EXCERPTED TEXT |
Making people have a little fear of the idea that they might face consequences if they engage in some truly malicious behavior in the workplace can pay huge dividends with a very small number of tests, due to the power of randomness.

Can Sweden’s speeding fine approach succeed in companies?

In Sweden, they have this system in which, basically, you have both the carrot and the stick when it comes to speeding, and I think it provides some lessons for business too. If you speed and you get caught, you have to pay a fine, but the fine doesn’t go to the government—it goes to people who are obeying the speed limits.

One of the things that we often don’t do enough is incentivizing good behavior rather than just punishing bad behavior. Now, the other thing that’s important to take away from some of these examples is that they’re not rocket science, right? Sweden didn’t come up with some ingenious idea; they just tweaked the system in a small way, and it started to pay significant dividends.

My hope in writing this book is that some very powerful people who are very well-intentioned should start to think more critically about the systems that are currently on autopilot in their organizations—whether it’s a business or a police department or whatever it is—and start to think, “We could do it slightly differently, but that would pay huge dividends.” These small examples can add up to quite a lot of profound changes in making the world just that bit better.

TASK ITEM A | According to the excerpt, who receives the money from a speeding fine in Sweden?
TASK ITEM B | Transcribe everything in the excerpt from "In Sweden, they" down to "the speed limits.".
TASK ITEM C | Find every occurrence of the word "dividends" in the excerpt, and quote each one together with the three words that come immediately before it.

DATASET CONTENT |
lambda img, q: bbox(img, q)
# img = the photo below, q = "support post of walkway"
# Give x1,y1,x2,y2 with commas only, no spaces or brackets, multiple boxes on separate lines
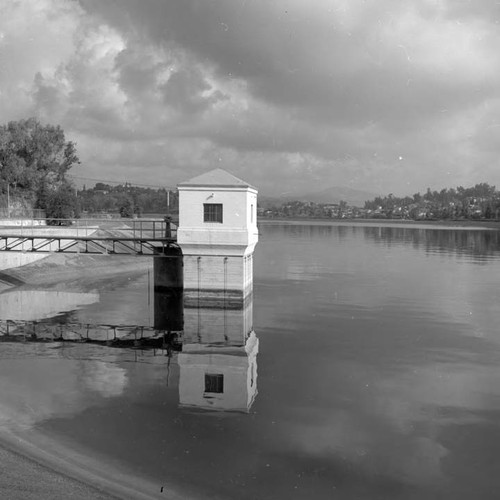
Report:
153,244,184,332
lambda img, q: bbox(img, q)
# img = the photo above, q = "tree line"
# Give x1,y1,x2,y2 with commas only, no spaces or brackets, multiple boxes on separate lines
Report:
0,118,178,220
364,182,500,219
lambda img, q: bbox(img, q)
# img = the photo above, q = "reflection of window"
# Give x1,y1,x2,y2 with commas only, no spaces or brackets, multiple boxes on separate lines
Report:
203,203,222,224
205,373,224,394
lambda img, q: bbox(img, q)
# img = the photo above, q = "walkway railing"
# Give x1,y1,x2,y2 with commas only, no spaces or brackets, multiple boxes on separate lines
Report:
0,218,176,255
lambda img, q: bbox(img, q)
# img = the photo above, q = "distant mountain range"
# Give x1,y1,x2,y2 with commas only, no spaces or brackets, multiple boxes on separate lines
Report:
259,187,379,207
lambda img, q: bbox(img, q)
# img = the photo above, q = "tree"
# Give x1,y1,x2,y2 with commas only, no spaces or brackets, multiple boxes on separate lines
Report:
0,118,80,209
45,182,79,225
119,196,134,217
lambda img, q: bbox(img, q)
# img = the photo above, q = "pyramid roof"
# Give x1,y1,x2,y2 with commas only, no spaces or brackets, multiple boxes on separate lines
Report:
177,168,255,189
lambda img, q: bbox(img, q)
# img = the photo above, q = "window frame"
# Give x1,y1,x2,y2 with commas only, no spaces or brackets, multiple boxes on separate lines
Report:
203,203,224,224
204,373,224,394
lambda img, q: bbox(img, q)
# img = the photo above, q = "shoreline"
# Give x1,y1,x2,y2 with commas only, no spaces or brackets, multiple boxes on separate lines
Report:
257,217,500,231
0,430,174,500
0,254,188,500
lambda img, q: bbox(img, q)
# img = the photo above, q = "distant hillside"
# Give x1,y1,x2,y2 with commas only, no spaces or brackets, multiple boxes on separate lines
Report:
259,187,379,207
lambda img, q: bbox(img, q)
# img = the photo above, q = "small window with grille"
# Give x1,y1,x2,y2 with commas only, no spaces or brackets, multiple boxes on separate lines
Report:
205,373,224,394
203,203,222,224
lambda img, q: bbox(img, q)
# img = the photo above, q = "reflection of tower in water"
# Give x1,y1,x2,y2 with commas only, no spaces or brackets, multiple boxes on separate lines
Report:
178,300,259,412
155,169,259,411
155,280,259,412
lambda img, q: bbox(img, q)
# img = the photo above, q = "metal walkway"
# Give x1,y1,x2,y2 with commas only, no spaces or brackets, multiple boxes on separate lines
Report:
0,319,182,350
0,219,177,256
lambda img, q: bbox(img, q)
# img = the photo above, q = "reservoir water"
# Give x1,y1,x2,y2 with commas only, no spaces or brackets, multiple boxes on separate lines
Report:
0,223,500,500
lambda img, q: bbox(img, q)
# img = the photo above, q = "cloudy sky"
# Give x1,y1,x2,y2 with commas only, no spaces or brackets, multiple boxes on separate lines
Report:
0,0,500,195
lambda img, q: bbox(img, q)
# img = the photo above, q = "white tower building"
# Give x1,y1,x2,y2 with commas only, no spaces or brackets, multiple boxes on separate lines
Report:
177,169,259,309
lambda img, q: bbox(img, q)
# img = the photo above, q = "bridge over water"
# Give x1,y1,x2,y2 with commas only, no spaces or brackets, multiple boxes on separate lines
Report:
0,217,177,256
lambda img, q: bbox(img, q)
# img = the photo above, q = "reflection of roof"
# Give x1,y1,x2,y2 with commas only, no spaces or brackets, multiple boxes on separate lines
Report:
178,168,255,189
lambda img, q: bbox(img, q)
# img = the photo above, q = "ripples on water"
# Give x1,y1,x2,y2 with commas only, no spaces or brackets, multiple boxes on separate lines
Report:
0,225,500,500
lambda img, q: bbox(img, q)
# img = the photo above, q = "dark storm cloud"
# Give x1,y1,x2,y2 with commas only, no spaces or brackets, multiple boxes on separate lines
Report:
0,0,500,193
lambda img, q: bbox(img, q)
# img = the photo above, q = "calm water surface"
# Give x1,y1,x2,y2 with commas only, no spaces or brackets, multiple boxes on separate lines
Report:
0,225,500,500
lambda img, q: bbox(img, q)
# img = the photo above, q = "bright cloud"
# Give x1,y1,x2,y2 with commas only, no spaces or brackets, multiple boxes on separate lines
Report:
0,0,500,194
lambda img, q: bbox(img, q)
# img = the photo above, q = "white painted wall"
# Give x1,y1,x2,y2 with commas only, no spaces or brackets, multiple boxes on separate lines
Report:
177,187,258,248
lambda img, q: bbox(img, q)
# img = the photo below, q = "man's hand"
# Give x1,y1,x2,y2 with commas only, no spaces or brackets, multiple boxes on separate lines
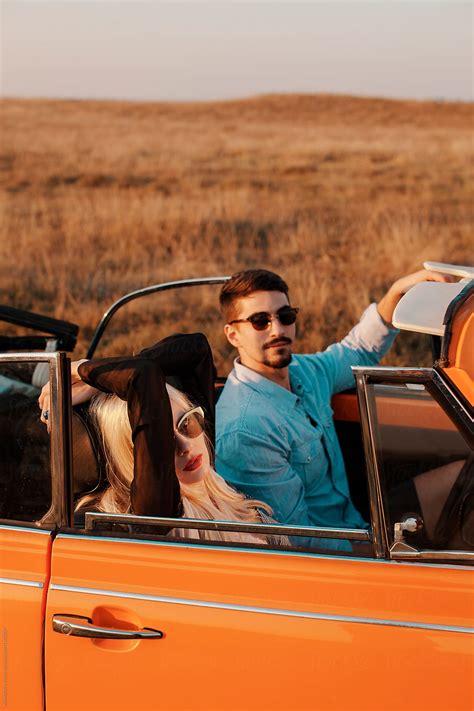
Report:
377,269,458,326
38,358,99,432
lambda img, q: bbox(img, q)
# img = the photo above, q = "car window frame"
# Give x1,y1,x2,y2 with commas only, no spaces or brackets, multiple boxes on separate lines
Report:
352,366,474,563
0,351,72,530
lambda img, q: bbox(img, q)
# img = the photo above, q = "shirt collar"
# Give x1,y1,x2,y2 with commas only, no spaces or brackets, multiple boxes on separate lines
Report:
234,358,298,407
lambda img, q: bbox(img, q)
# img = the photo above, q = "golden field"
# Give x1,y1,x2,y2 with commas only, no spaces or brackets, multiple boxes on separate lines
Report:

WORKED SOLUTION A | People who are obeying the speed limits.

WORKED SOLUTION B |
In Sweden, they have this system in which, basically, you have both the carrot and the stick when it comes to speeding, and I think it provides some lessons for business too. If you speed and you get caught, you have to pay a fine, but the fine doesn’t go to the government—it goes to people who are obeying the speed limits.

WORKED SOLUTION C |
"can pay huge dividends"
"to pay significant dividends"
"would pay huge dividends"